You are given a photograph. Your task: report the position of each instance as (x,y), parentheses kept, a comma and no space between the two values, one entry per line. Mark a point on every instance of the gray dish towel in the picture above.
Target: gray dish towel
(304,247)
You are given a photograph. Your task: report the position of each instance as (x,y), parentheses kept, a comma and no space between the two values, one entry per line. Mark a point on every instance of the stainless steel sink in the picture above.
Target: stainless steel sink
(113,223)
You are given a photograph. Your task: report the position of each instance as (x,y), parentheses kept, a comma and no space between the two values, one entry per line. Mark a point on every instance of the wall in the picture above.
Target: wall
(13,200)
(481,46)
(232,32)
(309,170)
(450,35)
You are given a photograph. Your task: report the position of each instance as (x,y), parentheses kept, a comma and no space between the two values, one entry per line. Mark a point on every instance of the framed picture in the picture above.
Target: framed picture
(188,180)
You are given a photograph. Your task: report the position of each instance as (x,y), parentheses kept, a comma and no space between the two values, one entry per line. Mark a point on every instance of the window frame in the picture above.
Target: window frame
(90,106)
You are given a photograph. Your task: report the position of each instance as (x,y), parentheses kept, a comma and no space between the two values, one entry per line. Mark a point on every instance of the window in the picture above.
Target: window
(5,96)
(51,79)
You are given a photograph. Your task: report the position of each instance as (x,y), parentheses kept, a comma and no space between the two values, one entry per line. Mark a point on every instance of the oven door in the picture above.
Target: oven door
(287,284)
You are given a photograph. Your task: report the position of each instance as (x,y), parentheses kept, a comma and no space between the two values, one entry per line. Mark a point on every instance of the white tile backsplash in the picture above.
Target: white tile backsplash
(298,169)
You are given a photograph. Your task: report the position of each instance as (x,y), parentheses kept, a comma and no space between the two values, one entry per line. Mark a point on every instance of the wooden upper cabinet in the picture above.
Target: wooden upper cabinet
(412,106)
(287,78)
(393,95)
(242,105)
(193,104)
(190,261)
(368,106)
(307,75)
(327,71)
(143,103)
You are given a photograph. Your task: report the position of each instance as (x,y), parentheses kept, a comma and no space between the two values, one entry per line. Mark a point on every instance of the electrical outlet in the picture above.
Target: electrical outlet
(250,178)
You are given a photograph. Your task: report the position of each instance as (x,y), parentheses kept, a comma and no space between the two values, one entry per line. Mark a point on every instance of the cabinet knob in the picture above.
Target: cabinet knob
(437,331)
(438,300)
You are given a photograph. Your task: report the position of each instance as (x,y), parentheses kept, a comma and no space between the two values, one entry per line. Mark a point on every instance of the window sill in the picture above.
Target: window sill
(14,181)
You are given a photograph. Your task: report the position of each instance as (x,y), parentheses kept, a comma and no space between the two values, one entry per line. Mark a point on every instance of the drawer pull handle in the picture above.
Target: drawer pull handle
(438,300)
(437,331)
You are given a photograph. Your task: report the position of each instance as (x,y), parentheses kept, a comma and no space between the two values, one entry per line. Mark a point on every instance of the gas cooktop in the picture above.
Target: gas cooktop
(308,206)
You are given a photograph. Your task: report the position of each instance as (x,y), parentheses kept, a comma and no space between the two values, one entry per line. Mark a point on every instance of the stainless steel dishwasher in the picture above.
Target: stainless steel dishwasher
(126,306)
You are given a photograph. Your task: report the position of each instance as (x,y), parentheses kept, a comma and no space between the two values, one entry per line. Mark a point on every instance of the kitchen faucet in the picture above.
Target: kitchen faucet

→ What to work on:
Every line above that includes the word "kitchen" must appear in the answer.

→ Answer section:
You are given a photograph. Your task: report the position of each instance as (x,y), parentheses kept, a comma and no space between the two values, one entry per line. Mark a point on every instance of the kitchen faucet in the picture above.
Target: kitchen faucet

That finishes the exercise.